◆ **TEXTE FOURNI**

================================

C'en était trop pour de nombreux chefs paysans d'autres bandes ; ils ont répudié les actions de Rohrbach. Celui-ci est destitué et remplacé par un chevalier, Götz von Berlichingen, qui est ensuite élu commandant suprême de la bande. Fin avril, la bande marche vers Amorbach, rejointe en chemin par quelques paysans radicaux de l'Odenwald qui veulent le sang de Berlichingen. Berlichingen avait été impliqué dans la répression du soulèvement du Pauvre Conrad dix ans auparavant, et ces paysans cherchaient à se venger. Au cours de leur marche, ils ont incendié le château de Wildenburg, ce qui contrevenait aux articles de guerre auxquels la bande avait souscrit.

================================

◆ **DONNÉES EXTRAITES**
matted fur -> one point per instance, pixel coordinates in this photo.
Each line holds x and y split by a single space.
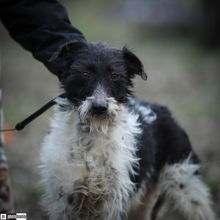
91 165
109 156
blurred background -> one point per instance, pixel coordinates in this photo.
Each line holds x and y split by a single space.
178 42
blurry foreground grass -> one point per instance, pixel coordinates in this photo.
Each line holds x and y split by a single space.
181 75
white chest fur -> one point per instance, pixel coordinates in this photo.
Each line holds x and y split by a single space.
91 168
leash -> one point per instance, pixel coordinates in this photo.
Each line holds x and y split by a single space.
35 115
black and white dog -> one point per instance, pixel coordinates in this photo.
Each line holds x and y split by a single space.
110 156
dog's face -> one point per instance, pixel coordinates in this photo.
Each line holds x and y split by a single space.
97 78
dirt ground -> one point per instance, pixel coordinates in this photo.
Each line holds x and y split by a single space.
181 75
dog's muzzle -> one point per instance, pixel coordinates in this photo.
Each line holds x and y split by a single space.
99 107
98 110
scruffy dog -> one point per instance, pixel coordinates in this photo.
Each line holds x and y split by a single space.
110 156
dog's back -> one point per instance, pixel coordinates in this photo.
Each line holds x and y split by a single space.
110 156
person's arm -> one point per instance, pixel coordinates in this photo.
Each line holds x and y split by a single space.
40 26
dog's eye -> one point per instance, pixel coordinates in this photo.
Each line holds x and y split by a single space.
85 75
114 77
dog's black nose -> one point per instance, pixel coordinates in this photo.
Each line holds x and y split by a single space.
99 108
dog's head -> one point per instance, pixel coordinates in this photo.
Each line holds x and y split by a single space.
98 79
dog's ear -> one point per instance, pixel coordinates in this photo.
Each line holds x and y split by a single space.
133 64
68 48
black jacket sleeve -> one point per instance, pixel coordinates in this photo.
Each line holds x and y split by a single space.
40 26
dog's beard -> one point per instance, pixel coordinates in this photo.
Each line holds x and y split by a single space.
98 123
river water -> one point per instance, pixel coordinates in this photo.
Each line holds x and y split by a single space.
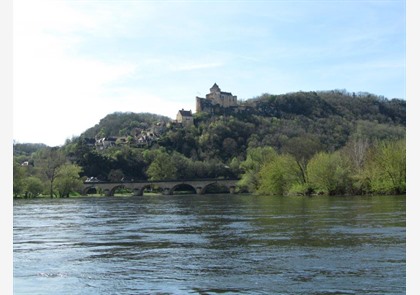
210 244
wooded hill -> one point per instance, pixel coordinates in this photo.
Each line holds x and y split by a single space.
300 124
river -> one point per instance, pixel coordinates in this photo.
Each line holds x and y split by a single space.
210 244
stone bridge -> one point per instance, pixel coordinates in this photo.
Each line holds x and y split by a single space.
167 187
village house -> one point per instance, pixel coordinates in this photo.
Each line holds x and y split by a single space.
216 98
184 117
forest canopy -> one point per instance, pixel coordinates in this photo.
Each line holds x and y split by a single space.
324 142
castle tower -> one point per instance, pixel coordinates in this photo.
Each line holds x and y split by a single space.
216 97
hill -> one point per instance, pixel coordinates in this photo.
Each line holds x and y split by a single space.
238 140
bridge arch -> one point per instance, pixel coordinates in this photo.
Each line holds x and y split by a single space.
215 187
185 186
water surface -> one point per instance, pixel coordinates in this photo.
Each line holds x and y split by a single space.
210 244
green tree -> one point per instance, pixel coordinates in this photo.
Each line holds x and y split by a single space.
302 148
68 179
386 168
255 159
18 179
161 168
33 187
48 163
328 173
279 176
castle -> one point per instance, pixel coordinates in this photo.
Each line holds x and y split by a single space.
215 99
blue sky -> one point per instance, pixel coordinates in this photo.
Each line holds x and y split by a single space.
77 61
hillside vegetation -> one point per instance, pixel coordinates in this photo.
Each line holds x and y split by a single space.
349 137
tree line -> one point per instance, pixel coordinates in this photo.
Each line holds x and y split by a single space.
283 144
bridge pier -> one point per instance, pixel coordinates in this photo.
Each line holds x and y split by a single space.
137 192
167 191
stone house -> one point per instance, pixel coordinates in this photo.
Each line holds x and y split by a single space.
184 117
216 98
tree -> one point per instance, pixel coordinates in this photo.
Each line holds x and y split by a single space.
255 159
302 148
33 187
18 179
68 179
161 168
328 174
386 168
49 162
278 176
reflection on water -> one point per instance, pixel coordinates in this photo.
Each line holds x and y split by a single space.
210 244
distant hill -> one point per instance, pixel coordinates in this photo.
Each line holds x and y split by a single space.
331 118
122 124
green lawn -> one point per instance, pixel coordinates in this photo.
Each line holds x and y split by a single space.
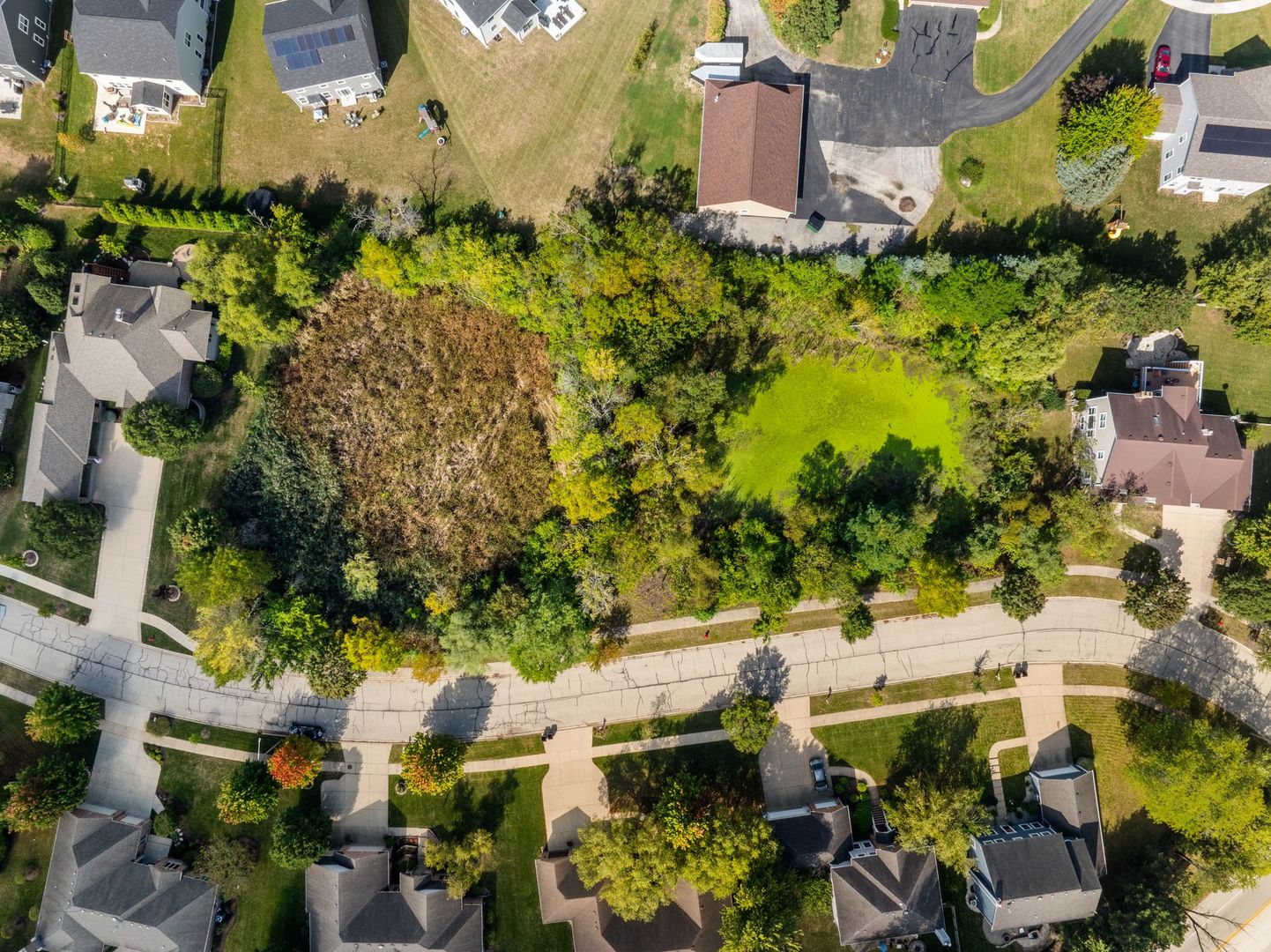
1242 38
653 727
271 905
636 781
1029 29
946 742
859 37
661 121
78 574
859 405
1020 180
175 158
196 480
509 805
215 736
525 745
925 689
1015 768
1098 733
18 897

================================

◆ **ACTIONS DEMANDÉES**
a) Recopiez le passage du texte fourni qui commence aux mots « C'en était trop » et s'arrête après « bande avait souscrit. ».
b) D'après le texte fourni, quel château la bande a-t-elle incendié pendant sa marche ?

◆ **CORRIGÉ**
a)
C'en était trop pour de nombreux chefs paysans d'autres bandes ; ils ont répudié les actions de Rohrbach. Celui-ci est destitué et remplacé par un chevalier, Götz von Berlichingen, qui est ensuite élu commandant suprême de la bande. Fin avril, la bande marche vers Amorbach, rejointe en chemin par quelques paysans radicaux de l'Odenwald qui veulent le sang de Berlichingen. Berlichingen avait été impliqué dans la répression du soulèvement du Pauvre Conrad dix ans auparavant, et ces paysans cherchaient à se venger. Au cours de leur marche, ils ont incendié le château de Wildenburg, ce qui contrevenait aux articles de guerre auxquels la bande avait souscrit.

b) Le château de Wildenburg.